- [Your assignment]
Copy out the lines of the records below, and only those lines, from the one with "Target: tan porous rock" through the one with "Objective — for every instance of the pointed", exactly as they appear.

- [Provided records]

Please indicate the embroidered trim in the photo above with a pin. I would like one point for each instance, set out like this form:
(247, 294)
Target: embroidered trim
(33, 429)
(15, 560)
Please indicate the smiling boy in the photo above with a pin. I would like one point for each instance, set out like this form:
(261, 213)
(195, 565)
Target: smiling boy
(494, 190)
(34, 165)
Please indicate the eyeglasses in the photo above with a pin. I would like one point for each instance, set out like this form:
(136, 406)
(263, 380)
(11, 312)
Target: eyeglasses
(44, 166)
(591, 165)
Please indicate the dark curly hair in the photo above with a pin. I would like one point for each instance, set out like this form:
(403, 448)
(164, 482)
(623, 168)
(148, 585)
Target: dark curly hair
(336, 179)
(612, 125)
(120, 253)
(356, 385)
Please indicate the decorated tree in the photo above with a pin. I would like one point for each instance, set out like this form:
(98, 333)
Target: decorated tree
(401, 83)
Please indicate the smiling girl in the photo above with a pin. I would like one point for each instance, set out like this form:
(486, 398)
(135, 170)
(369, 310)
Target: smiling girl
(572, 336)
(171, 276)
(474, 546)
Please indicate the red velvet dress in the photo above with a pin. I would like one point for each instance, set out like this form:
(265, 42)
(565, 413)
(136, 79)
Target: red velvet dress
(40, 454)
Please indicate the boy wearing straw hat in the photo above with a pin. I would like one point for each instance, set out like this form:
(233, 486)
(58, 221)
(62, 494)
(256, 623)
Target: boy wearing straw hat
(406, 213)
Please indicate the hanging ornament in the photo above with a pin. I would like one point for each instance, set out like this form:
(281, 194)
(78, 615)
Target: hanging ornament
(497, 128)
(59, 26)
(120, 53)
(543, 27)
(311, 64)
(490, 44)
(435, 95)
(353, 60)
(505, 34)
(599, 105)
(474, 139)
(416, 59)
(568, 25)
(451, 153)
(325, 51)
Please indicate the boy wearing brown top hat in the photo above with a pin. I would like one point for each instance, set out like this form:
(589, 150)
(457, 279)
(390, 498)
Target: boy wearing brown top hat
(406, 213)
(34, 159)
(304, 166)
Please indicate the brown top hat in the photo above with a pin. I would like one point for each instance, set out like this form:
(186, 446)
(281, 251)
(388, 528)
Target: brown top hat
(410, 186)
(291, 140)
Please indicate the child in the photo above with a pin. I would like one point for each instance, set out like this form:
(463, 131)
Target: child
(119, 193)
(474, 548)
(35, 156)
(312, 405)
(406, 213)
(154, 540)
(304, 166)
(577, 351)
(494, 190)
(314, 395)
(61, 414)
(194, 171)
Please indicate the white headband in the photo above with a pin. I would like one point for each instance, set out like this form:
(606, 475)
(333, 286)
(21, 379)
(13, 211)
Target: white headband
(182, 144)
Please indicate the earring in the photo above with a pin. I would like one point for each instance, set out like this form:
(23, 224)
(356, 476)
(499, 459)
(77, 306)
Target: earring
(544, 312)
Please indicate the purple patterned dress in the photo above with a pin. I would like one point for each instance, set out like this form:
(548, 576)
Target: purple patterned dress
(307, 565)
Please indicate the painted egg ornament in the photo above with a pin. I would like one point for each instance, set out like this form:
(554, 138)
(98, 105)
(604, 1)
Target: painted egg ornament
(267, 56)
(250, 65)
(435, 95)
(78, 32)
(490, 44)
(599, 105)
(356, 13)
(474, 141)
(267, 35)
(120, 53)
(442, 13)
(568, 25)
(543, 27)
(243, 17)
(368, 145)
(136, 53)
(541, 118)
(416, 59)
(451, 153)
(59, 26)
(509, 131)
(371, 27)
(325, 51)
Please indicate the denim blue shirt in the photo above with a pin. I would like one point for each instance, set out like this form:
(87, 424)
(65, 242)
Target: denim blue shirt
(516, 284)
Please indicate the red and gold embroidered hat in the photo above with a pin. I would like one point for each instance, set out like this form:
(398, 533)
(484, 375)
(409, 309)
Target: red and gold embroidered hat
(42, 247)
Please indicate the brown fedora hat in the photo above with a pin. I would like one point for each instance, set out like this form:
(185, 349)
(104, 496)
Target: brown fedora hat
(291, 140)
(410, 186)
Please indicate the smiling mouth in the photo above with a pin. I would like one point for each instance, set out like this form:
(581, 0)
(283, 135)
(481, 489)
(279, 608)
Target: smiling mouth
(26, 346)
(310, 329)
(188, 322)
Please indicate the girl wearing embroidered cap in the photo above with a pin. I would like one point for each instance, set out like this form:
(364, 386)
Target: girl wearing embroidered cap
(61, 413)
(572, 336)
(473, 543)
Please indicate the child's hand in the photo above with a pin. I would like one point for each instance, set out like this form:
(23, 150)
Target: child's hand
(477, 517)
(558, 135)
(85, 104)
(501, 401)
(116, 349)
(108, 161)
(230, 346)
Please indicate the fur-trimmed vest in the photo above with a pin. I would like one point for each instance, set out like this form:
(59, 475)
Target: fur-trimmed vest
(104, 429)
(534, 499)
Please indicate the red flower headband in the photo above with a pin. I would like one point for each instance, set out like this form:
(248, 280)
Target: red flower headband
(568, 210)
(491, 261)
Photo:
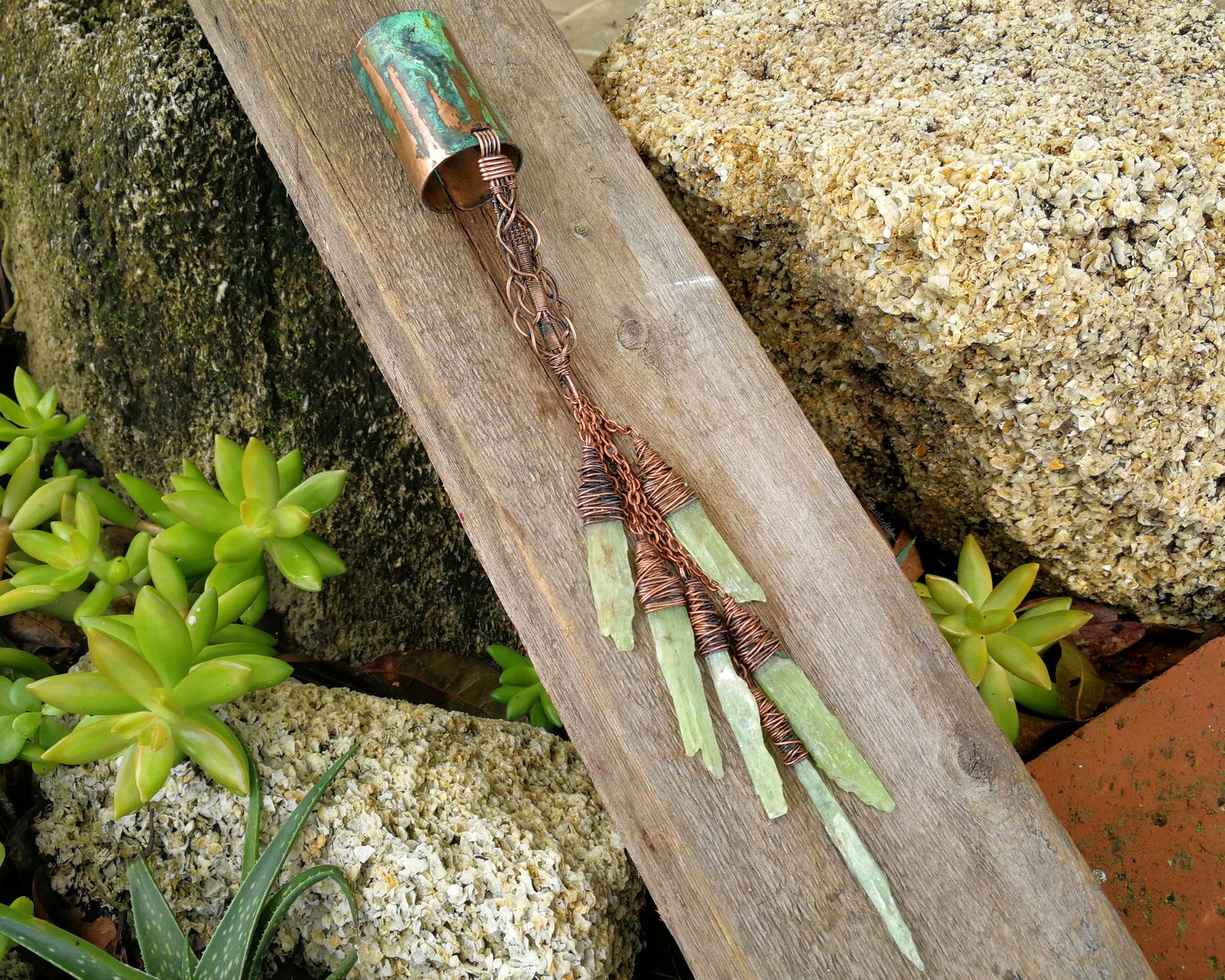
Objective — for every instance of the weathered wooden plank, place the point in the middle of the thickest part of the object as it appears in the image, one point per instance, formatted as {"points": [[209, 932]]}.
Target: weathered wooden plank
{"points": [[990, 883]]}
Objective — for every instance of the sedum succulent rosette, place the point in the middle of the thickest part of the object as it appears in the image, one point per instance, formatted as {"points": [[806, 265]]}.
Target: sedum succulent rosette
{"points": [[995, 647], [157, 673]]}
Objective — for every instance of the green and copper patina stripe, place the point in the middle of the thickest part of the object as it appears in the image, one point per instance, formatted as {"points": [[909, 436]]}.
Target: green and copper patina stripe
{"points": [[428, 102]]}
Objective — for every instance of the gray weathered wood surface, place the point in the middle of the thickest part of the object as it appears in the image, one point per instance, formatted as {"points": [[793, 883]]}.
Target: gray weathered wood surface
{"points": [[986, 876]]}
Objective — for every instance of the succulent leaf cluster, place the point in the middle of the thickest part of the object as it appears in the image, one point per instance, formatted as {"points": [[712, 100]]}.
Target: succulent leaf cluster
{"points": [[195, 572], [521, 691], [999, 651], [244, 936]]}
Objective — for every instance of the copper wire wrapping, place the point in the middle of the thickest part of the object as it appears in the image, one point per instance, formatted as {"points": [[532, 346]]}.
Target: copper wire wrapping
{"points": [[597, 493], [708, 631], [663, 487], [752, 642], [658, 586], [776, 726]]}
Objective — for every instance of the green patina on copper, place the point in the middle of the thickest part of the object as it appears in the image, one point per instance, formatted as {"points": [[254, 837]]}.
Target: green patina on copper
{"points": [[428, 102]]}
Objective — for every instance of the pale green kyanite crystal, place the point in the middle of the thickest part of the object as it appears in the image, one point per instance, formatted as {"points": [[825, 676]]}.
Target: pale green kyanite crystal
{"points": [[674, 651], [858, 858], [821, 732], [740, 710], [608, 566], [704, 543]]}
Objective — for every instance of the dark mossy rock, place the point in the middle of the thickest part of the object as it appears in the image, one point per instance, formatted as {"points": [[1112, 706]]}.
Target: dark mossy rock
{"points": [[172, 293]]}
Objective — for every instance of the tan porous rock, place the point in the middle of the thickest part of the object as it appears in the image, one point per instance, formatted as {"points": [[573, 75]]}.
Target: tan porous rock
{"points": [[476, 848], [984, 244]]}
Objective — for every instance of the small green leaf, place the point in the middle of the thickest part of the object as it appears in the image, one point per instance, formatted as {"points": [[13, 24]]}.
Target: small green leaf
{"points": [[317, 493], [164, 638], [972, 654], [211, 511], [228, 468], [973, 572], [289, 470], [997, 696], [85, 693], [87, 743], [295, 562], [1039, 631], [1018, 658], [214, 682], [951, 597], [43, 504], [260, 476], [1012, 588]]}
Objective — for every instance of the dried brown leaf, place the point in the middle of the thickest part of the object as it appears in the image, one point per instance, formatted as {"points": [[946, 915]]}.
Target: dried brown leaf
{"points": [[441, 677], [1078, 685]]}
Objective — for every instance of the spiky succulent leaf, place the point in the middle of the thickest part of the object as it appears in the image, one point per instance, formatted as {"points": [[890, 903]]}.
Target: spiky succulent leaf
{"points": [[1040, 631], [260, 476], [236, 936], [997, 696], [77, 958], [86, 693], [319, 492], [951, 597], [1012, 588], [973, 572], [228, 468], [163, 636], [1018, 658], [207, 511], [163, 946]]}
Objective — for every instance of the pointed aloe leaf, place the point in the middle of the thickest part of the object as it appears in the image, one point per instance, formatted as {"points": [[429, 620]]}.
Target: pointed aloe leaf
{"points": [[228, 468], [317, 493], [164, 638], [280, 903], [1012, 588], [951, 597], [1039, 631], [973, 572], [328, 561], [1018, 658], [260, 476], [207, 511], [85, 693], [997, 696], [61, 949], [289, 470], [142, 495], [163, 946], [43, 504], [237, 933], [295, 562]]}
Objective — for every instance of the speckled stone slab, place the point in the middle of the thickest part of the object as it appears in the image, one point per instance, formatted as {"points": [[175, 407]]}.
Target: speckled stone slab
{"points": [[984, 245], [476, 848]]}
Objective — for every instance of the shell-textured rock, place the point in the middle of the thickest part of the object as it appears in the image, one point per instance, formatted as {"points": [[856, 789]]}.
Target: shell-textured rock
{"points": [[984, 244], [476, 848]]}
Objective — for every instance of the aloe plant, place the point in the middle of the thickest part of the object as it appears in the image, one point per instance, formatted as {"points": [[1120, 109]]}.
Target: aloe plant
{"points": [[999, 651], [244, 938]]}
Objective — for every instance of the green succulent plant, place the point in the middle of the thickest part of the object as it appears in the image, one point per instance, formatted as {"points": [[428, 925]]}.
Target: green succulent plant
{"points": [[157, 673], [244, 936], [521, 691], [999, 651]]}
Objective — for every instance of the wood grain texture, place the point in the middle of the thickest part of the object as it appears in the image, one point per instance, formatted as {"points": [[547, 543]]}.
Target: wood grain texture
{"points": [[985, 875]]}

- [Worked solution]
Target: tan porous rock
{"points": [[476, 848], [984, 244]]}
Objective — for every instance of the small green leaf, place the point in the middle of the thickest part of the object as it appears in the image, one point per instance, formatted as {"points": [[13, 24]]}.
Target: small green leaf
{"points": [[317, 493], [164, 638], [972, 654], [211, 511], [228, 468], [973, 572], [289, 470], [997, 696], [85, 693], [87, 743], [295, 562], [1039, 631], [1018, 658], [214, 682], [951, 597], [43, 504], [260, 476], [1012, 588]]}
Objective — for every instance of the dried brown leaf, place the point in the middle of the thickest part of the object as it appears in the image, one point per instance, formatted as {"points": [[946, 915]]}.
Target: dried brown leaf
{"points": [[441, 677], [1078, 685]]}
Objective — for every instance of the spiky succulent leaf, place the point in the middle of the thickest part of the object as it appears in the image, one point per instance, formatted as {"points": [[890, 903]]}.
Target: spiky succulent leaf
{"points": [[1040, 631], [260, 476], [236, 936], [997, 696], [77, 958], [86, 693], [319, 492], [951, 597], [1012, 588], [973, 572], [228, 468], [163, 636], [1018, 658], [207, 511], [163, 946]]}
Objective — for every instance of the pointed aloe leaf, place the point in the middle of the thickest part of the object as it appears in the image, one point per instance, formatted as {"points": [[429, 620]]}.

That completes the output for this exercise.